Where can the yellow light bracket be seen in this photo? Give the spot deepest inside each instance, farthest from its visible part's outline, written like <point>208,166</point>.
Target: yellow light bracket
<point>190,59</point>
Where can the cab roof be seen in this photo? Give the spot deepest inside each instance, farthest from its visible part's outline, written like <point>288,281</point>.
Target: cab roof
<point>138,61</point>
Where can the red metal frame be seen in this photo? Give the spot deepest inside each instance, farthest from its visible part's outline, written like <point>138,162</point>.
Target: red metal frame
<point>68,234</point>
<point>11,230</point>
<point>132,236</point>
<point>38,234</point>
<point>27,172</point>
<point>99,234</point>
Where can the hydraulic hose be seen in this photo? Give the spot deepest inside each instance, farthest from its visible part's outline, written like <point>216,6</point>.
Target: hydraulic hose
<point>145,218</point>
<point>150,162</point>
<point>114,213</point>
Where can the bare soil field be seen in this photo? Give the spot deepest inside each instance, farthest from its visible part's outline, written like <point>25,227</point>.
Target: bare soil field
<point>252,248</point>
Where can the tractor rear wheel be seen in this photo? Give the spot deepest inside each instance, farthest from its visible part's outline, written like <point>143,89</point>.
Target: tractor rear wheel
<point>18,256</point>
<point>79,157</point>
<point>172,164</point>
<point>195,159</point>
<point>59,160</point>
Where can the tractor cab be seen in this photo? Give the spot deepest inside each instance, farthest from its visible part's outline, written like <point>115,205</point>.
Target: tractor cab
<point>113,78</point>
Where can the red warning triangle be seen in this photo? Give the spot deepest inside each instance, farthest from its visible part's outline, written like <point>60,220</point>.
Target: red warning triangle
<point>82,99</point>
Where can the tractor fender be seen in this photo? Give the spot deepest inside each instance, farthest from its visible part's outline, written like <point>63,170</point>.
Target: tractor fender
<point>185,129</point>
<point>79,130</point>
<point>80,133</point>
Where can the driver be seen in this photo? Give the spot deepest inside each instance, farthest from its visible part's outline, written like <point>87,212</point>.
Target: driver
=-=-=-=-=
• **Assignment**
Search the data for "Where can the driver". Beginning with that line, set down every line through the last exactly.

• **Answer for the task**
Where can the driver be seen in this photo? Give the spot deepest inside each instance, farthest from its visible part's outline, written like <point>87,212</point>.
Target: driver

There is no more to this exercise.